_What you will do_:
**A)** Name every imaging test that the passage on renal cell carcinoma says is ordered in kidney cancer cases.
**B)** According to the passage on renal cell carcinoma, why can a biopsy diagnose cancer accurately?
**C)** Continue the passage on renal cell carcinoma from its last sentence.

_Selected passage_:
____

Renal Carcinoma

Renal cell carcinoma is the most common type of cancer, accounting for 90 to 95% of kidney cancer cases and renal cell carcinoma treatment is available and effective especially if the tumor is detected in early stages. Unfortunately, most of the time the disease evolves without causing any symptoms so the patient is diagnosed in advanced stages.

Renal cell carcinoma is diagnosed based on the patient’s symptoms and a physical exam. Early cancer is asymptomatic in most cases but as the condition evolves the patient may experience some of the following symptoms: hematuria (blood in the urine), fatigue, fever with no known cause, edema (swelling in the ankles and legs), unexplained weight loss, low back pain on one side that is not caused by injury or a mass or lump on the lower back or the side. Although these signs are not specific for kidney cancer as they are common symptoms of many non-cancerous diseases, any patient who experiences the patient is advised to seek a doctor’s opinion.

A physical exam may reveal suspicious masses or lumps in the abdomen. The physician will also take an accurate and complete medical history of the patient to find out if there is a family history of kidney cancer or other risk factors.

If renal cell carcinoma is suspected, it is very likely that the doctor will order some laboratory tests that can check the functions of the kidneys and imaging tests that can reveal any structural abnormality in the kidney. Apart from these two tests, biopsies are the tests that are usually used in diagnosis renal cell carcinoma or other types of kidney cancer. A biopsy consists in the removal of a tissues sample from the kidney and then looked at under the microscope. The cancerous cells will look different than the normal cells and therefore, cancer can be accurately diagnosed. The imaging tests are more useful in providing information on how large the tumor is and its location. The imaging tests ordered in kidney cancer cases is CT scans, MRI scans, ultrasounds, PET scans, angiographies and intravenous pyelogram tests.

____

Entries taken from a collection
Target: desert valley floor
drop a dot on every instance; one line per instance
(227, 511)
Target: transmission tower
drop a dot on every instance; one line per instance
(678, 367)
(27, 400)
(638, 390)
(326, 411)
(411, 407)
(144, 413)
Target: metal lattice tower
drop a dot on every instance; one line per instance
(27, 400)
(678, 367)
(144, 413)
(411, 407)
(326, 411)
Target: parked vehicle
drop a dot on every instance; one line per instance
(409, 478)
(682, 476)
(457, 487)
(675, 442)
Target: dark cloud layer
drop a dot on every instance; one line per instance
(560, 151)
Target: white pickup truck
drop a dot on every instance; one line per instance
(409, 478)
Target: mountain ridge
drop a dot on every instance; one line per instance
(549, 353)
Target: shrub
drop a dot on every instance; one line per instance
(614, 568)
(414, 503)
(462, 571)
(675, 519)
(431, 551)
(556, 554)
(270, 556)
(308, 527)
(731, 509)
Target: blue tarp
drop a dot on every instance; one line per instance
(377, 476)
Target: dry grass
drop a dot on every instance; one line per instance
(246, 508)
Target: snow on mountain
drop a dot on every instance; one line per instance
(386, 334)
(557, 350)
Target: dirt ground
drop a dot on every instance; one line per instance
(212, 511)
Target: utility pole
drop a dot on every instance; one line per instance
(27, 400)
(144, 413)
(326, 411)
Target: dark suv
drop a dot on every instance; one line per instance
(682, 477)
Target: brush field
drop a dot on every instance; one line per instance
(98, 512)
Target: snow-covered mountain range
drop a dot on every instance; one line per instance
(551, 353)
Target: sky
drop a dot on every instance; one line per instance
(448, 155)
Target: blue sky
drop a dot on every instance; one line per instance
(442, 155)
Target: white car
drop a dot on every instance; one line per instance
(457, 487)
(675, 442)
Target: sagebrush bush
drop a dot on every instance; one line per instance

____

_Expected outputs_:
**A)** CT scans, MRI scans, ultrasounds, PET scans, angiographies and intravenous pyelogram tests.

**B)** In a biopsy, a tissue sample is taken from the kidney and examined under a microscope. Cancerous cells look different from normal cells, so the cancer can be diagnosed accurately.

**C)**
It is important to mention that the biopsy is the main diagnosing test in cases of kidney cancer. When a biopsy is performed, the cells that are looked at under the microscope give valuable information on the type of cancer, stage, grade and many others. Depending on the way cancer cells look, doctors can evaluate the patient’s state, the treatment type that is going to be followed and the prognosis. There is a close connection between the renal carcinoma and differentiated carcinomas by the means that the better differentiated cancer cells are, the better the prognosis. Well differentiated cells carry the best prognosis, as in a cancer of grade 1 while the poorly differentiated cells carry the worse prognosis as they are present in the late stages of the disease and are seldom curable.

In the end, the grade of the cancer plays an important role in establishing a renal cell carcinoma treatment plan.